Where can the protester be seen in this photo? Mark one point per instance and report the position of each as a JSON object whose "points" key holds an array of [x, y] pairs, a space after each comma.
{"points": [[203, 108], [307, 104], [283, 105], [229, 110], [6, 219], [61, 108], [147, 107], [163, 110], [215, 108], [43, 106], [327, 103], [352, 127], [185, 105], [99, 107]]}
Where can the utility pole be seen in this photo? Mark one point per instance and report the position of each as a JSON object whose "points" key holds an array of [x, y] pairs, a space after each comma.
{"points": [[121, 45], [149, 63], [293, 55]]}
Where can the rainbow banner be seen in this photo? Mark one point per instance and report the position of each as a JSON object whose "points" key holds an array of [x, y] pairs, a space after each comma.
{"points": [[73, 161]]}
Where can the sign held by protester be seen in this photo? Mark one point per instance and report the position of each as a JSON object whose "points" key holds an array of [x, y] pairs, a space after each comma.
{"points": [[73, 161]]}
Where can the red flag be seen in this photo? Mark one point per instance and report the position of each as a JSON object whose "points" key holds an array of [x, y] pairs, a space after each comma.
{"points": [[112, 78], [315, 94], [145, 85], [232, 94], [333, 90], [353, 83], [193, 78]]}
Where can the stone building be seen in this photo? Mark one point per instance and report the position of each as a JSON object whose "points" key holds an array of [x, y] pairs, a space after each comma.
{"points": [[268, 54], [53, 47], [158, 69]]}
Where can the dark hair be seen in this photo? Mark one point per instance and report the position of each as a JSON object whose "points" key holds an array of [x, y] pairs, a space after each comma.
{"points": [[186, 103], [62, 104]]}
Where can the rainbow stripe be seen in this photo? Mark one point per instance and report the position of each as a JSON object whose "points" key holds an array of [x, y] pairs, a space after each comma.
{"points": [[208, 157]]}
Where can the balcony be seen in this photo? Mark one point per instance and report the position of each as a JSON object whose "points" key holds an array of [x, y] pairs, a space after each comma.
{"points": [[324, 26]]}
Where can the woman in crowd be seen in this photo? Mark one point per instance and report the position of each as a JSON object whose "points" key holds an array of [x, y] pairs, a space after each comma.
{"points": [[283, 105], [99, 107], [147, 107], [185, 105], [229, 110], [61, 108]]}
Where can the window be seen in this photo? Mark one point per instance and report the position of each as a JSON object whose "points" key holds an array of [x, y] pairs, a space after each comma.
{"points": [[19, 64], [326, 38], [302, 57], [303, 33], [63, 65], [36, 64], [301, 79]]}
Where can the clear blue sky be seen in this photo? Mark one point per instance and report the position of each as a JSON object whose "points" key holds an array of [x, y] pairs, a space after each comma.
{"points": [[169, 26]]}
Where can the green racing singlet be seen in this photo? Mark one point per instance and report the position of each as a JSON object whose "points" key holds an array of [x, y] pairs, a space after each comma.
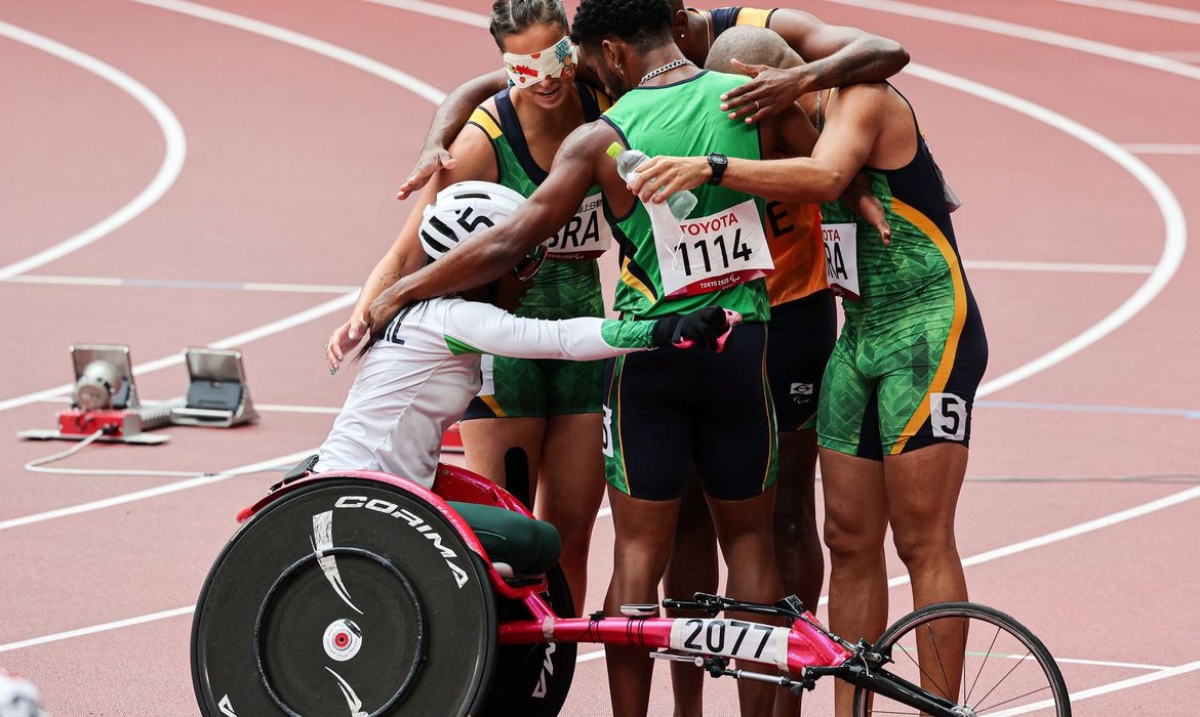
{"points": [[568, 285], [719, 258]]}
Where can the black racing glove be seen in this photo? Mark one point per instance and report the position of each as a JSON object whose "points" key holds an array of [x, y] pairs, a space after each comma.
{"points": [[703, 327]]}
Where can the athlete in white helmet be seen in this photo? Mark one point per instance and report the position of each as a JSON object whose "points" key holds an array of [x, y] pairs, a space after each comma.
{"points": [[424, 371]]}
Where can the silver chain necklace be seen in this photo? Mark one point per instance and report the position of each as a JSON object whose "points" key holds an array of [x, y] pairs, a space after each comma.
{"points": [[666, 67]]}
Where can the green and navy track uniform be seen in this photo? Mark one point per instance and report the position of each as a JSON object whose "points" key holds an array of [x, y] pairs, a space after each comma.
{"points": [[521, 387], [709, 409], [905, 369]]}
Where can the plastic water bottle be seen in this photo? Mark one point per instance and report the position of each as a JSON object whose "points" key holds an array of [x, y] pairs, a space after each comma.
{"points": [[681, 203]]}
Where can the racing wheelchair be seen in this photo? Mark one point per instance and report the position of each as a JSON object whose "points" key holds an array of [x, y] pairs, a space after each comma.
{"points": [[361, 594]]}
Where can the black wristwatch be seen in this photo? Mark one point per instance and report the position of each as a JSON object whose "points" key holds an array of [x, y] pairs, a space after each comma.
{"points": [[718, 162]]}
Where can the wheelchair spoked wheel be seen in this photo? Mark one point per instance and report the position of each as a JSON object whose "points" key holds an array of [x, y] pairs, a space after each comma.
{"points": [[979, 658], [533, 680], [345, 597]]}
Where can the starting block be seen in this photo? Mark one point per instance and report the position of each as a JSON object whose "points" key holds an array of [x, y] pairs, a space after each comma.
{"points": [[106, 397], [217, 393]]}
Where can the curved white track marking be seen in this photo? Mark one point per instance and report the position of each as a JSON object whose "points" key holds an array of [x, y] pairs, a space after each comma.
{"points": [[1168, 205], [304, 42], [172, 163], [1077, 697], [438, 11], [1081, 529], [229, 342], [126, 498], [93, 630], [321, 47], [1145, 8], [1024, 32], [1067, 532]]}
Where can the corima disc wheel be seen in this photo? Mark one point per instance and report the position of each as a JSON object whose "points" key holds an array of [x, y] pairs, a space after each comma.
{"points": [[345, 597]]}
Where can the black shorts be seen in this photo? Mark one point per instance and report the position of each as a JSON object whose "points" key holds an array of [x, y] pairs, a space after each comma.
{"points": [[669, 408], [802, 337]]}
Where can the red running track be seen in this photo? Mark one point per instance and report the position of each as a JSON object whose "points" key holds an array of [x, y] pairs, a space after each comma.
{"points": [[160, 167]]}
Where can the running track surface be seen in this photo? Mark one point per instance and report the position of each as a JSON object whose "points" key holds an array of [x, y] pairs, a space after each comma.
{"points": [[178, 176]]}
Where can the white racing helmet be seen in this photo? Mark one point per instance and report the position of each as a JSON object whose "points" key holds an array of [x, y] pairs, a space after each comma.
{"points": [[18, 698], [461, 210]]}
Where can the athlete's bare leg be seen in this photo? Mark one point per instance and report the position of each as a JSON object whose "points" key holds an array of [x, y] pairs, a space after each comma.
{"points": [[856, 502], [693, 568], [797, 552], [744, 535], [570, 487], [797, 538], [643, 534], [923, 493]]}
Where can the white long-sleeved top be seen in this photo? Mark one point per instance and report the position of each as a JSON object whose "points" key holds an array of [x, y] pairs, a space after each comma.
{"points": [[423, 373]]}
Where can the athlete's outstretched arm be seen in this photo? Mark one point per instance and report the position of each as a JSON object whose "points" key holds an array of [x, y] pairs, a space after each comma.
{"points": [[477, 161], [449, 119], [485, 329], [495, 251], [839, 154], [835, 56]]}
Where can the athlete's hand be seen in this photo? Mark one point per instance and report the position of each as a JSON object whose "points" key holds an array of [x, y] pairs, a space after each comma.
{"points": [[707, 329], [859, 198], [431, 161], [659, 178], [769, 92], [345, 337]]}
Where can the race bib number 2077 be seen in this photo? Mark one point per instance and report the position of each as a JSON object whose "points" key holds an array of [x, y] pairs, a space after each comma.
{"points": [[705, 254]]}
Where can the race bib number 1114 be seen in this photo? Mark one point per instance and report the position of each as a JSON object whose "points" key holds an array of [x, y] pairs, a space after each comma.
{"points": [[705, 254]]}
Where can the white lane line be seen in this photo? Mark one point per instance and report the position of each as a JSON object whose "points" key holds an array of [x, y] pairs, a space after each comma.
{"points": [[85, 631], [298, 409], [1163, 149], [1169, 206], [1084, 528], [172, 162], [1025, 32], [1057, 266], [321, 47], [127, 498], [115, 282], [1067, 532], [1180, 55], [1078, 697], [1144, 8], [304, 42], [1174, 243], [438, 11], [231, 342]]}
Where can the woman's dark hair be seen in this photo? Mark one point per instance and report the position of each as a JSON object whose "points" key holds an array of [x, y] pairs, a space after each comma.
{"points": [[510, 17], [643, 24]]}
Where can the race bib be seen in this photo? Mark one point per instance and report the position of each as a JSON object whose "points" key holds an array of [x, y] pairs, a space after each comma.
{"points": [[841, 259], [731, 638], [705, 254], [586, 236]]}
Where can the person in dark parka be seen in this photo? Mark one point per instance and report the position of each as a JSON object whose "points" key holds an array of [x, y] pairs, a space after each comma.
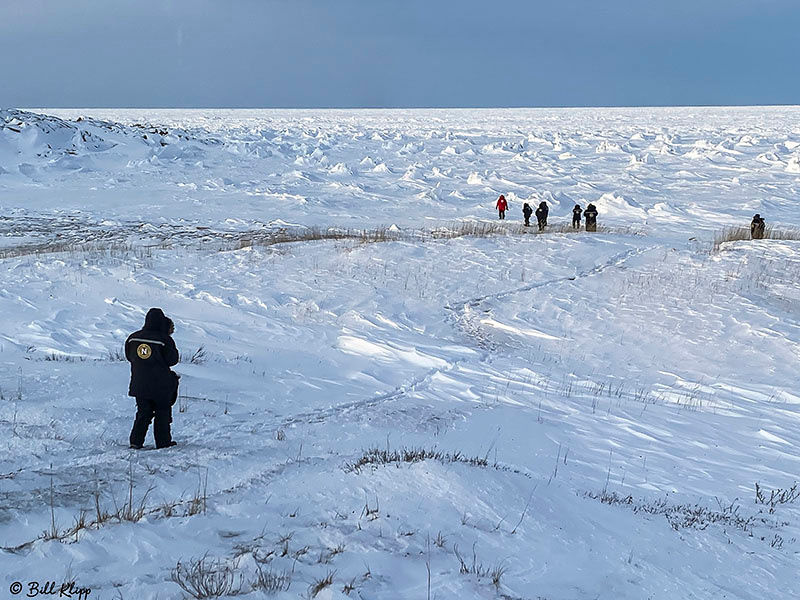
{"points": [[757, 227], [590, 215], [501, 206], [576, 216], [151, 352], [541, 215], [527, 211]]}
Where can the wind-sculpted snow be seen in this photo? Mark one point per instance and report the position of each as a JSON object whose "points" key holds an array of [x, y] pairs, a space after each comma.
{"points": [[382, 384]]}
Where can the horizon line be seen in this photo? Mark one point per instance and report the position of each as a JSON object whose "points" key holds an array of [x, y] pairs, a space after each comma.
{"points": [[344, 108]]}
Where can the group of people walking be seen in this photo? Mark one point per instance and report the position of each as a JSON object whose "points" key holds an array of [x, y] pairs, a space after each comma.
{"points": [[542, 211], [589, 214]]}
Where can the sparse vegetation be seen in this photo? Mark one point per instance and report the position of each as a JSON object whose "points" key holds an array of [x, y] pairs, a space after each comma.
{"points": [[777, 496], [320, 584], [270, 581], [494, 572], [684, 516], [203, 578], [383, 456]]}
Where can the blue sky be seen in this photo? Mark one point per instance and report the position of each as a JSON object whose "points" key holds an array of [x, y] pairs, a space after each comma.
{"points": [[398, 53]]}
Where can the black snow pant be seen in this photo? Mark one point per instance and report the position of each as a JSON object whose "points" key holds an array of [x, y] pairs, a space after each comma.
{"points": [[147, 410]]}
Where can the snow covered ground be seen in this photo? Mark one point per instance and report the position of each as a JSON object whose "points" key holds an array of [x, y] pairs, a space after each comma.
{"points": [[559, 416]]}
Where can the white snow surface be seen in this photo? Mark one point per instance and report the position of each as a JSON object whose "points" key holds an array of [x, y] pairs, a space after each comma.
{"points": [[612, 399]]}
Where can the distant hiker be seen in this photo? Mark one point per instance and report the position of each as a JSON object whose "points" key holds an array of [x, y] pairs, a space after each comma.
{"points": [[757, 227], [502, 206], [527, 211], [576, 216], [151, 352], [590, 215], [541, 215]]}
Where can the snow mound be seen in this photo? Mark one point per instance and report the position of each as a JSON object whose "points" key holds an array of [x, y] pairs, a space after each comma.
{"points": [[614, 205]]}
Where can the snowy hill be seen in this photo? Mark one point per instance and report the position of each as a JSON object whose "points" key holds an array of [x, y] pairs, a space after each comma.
{"points": [[385, 394]]}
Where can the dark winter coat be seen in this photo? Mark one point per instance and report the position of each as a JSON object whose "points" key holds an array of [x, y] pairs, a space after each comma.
{"points": [[757, 227], [151, 352]]}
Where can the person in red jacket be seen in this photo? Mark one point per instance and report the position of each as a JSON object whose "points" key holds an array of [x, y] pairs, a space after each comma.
{"points": [[502, 206]]}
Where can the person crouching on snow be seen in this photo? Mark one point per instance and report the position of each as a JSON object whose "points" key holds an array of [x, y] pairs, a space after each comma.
{"points": [[502, 206], [151, 352]]}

****************

Give back, exactly as written, the lines from the one with "Where can the black snow" to the last line.

Where can the black snow pant be seen in this photo? Mark one point per instance and report the position of each as a JSON object whose "points" key holds an array of [x, y] pairs, a space after each comma.
{"points": [[147, 410]]}
Where can the snow covered ground be seen in this photo? Mark one point per instance and report the position of each as a JSON object whose "points" key holds an array of [x, y] pairs, a space after each comma.
{"points": [[559, 416]]}
Where can the white snow surface be seen in this photo? Mark one point per instance and report the position of each as a JSON object whose "points" key holds an array of [x, y] pairs, a space after each comma.
{"points": [[612, 399]]}
Where can the distant hiker be seen in this photo? Mark one point per instance and report the position of each as a JSON object whose "points" key holds an array of [x, y] pairs, a space after each comma.
{"points": [[757, 227], [502, 206], [527, 211], [576, 216], [151, 352], [590, 215], [541, 215]]}
Where can the snow mound be seen in this photo? Mark one point per instance and report the position of each as a JSON object whose "points" key holds an array of [x, y] pairs, a space after each comma.
{"points": [[614, 205]]}
Where can the snowy hill be seen in this photo? Mark one point per instance and report the position of each as a JSON object whose "points" key holds an array of [x, y] pairs, a space after each comma.
{"points": [[385, 394]]}
Where can the dark winter coat be seen in this photo? Mark one point per instance and report the position of each as a JSON object whose "points" key holds an array of [x, y] pairs, a space after each comma.
{"points": [[757, 227], [151, 352]]}
Where can the person in red jacket be seen in this photo? Mark one point per instance and report the position of each as a JSON object whose "points" key holds an array of [x, y] pairs, a space after each comma.
{"points": [[502, 206]]}
Where can the person crouching on snow be seen in this photo? Mark one point per instance and report the position of each as a JSON object whose "points" key holds an array of [x, y] pairs, a space after each comma.
{"points": [[502, 206], [151, 352]]}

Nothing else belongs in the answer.